29042006_malaria2.jpgApril 25, Africa Malaria Day, provides time to reflect on a treatable and often preventable infection that still affects 500 million people worldwide and kills well over 1 million - mainly African children - yearly reflects the Lancet in its editorial.

Amir Attaran and colleagues in the Lancet suggest that the World Bank has reneged on funding and created a smokescreen of misleading figures. Jean-Louis Sarbib and colleagues in reply, state that Paul Wolfowitz, the new World Bank President, has put the full weight of his leadership behind the Bank's renewed commitment to malaria, with a strong emphasis on results.

Malaria was absent from Wolfowitz's policy speech on April 11 in Jakarta. Attaran asserts that the number of malaria specialists at the Bank has dropped from 7 to 0. As new Bank President, Wolfowitz's vision is the need for recipients to develop 'transparent and accountable institutions, strong skills and competence, and a fundamental willingness to do the right thing'. These are welcome sentiments, on which the Bank might also reflect, says the Lancet.

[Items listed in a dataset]
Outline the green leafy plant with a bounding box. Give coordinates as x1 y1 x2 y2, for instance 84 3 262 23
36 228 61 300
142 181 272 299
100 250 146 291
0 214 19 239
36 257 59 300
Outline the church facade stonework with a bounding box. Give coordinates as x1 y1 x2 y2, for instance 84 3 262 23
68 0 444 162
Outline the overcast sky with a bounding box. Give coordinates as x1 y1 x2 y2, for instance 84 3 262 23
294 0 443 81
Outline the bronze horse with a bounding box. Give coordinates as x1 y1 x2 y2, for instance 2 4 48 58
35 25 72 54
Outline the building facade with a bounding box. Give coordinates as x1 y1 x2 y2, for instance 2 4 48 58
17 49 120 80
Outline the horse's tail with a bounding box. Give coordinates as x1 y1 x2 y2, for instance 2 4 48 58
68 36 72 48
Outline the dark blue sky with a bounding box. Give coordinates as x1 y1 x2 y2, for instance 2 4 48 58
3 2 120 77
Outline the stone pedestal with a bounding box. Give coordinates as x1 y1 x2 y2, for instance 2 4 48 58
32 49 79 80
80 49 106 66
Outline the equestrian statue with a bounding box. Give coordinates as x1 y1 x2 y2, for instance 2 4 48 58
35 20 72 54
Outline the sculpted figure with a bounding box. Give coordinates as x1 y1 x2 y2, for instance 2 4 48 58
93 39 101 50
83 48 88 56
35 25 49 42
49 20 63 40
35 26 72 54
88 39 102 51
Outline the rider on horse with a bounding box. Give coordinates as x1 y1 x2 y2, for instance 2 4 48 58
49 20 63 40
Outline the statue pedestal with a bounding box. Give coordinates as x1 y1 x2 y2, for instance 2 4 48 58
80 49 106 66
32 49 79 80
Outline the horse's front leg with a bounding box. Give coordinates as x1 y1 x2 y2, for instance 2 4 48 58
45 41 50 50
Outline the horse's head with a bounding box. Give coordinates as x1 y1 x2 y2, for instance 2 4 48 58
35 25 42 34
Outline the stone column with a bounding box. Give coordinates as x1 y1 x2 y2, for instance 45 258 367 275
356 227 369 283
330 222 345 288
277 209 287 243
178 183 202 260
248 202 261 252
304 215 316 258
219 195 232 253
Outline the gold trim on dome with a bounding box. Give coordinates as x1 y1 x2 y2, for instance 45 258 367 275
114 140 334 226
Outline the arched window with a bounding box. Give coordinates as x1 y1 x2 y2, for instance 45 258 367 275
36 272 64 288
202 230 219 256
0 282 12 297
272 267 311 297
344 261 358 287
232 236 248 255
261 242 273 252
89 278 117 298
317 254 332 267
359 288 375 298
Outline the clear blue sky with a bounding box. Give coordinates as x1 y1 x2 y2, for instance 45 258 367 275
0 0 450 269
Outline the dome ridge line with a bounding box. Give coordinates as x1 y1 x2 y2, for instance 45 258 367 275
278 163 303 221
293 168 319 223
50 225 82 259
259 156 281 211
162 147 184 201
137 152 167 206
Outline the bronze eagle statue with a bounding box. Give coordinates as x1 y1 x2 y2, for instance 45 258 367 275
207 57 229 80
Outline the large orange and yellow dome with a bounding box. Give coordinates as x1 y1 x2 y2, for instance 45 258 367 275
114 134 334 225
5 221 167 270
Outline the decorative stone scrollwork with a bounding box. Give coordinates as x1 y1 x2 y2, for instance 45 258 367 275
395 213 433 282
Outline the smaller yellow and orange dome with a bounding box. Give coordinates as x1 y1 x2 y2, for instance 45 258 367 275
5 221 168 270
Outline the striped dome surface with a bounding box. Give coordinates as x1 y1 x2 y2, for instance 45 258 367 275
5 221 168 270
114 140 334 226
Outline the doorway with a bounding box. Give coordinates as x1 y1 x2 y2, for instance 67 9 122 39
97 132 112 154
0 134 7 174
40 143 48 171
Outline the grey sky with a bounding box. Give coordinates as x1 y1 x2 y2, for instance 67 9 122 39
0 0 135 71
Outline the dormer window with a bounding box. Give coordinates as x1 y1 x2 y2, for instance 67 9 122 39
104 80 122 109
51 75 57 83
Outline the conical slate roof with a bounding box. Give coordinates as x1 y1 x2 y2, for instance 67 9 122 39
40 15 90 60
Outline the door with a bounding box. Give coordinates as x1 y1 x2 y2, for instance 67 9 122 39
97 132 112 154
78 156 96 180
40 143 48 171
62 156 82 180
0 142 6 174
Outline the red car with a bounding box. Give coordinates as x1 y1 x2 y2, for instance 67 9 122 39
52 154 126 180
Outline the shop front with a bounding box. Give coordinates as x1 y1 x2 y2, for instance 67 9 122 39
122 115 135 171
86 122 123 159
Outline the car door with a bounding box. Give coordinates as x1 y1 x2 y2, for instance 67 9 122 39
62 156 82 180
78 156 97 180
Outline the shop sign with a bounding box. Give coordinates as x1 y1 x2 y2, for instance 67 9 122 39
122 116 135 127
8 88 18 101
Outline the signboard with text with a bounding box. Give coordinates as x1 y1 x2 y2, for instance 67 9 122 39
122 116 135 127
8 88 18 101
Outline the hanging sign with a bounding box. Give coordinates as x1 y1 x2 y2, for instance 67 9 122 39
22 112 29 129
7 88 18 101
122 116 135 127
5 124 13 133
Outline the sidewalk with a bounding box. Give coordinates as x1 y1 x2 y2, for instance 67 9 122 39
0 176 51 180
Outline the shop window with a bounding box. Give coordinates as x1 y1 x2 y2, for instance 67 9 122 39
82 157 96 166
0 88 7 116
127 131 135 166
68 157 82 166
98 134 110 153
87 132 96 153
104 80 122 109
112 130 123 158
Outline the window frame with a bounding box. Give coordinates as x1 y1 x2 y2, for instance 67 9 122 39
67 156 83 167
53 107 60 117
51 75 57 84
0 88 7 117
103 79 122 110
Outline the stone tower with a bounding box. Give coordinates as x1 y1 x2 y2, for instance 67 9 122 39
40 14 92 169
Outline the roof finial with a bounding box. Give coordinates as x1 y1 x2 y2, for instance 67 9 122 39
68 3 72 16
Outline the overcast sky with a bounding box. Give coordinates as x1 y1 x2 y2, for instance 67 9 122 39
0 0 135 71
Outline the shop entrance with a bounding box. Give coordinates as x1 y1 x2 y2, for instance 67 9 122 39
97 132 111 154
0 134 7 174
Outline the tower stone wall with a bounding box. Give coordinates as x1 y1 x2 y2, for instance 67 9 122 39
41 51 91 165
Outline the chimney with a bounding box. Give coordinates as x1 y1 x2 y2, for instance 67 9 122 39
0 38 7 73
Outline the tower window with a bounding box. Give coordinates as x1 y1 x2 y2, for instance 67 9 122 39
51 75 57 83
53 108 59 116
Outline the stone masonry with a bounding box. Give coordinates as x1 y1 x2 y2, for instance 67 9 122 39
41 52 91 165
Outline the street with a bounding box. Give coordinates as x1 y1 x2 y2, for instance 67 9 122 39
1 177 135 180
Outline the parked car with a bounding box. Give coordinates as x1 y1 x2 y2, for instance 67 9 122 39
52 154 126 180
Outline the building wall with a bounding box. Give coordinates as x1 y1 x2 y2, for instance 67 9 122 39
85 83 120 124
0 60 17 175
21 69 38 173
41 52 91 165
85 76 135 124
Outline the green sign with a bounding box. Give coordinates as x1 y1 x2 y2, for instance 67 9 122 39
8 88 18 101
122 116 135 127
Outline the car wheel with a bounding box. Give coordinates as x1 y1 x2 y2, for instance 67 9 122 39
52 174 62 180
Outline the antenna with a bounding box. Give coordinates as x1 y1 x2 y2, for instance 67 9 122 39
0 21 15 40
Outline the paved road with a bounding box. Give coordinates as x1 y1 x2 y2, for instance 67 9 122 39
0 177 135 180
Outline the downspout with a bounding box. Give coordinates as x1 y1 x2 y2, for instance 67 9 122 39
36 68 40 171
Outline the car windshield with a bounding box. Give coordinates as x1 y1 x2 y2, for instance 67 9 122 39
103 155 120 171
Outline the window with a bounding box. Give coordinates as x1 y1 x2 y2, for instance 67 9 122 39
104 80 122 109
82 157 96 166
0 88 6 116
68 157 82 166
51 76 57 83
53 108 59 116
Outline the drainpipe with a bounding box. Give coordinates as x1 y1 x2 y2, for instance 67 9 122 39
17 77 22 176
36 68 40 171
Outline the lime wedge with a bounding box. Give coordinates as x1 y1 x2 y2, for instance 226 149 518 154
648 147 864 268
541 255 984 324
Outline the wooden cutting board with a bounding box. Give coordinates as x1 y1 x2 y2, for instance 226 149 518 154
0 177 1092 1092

EXERCISE BRIEF
Resume the malaria funding text from where it stops.

WRITTEN ANSWER
However, the speech held out hope, continues the Editorial, revealing a genuine cultural sensitivity and affection for the people of Indonesia, where Wolfowitz had served as Ambassador. The Bank remains the major source of health finance in many of the world's poorest areas, and Wolfowitz's passion, combined with his reputation as an able manager, could be an asset for enabling health-care delivery in the absence of effective national systems.

The Abuja declaration of April 25, 2000, calls for halving malaria mortality in Africa by 2010. Malaria accounts for 10% of Africa's disease burden and US$12 billion yearly in lost productivity. If the World Bank is serious about being judged on results, as Sarbib and colleagues propose, then the Abuja target provides an excellent opportunity for cost-effective action concludes the Lancet.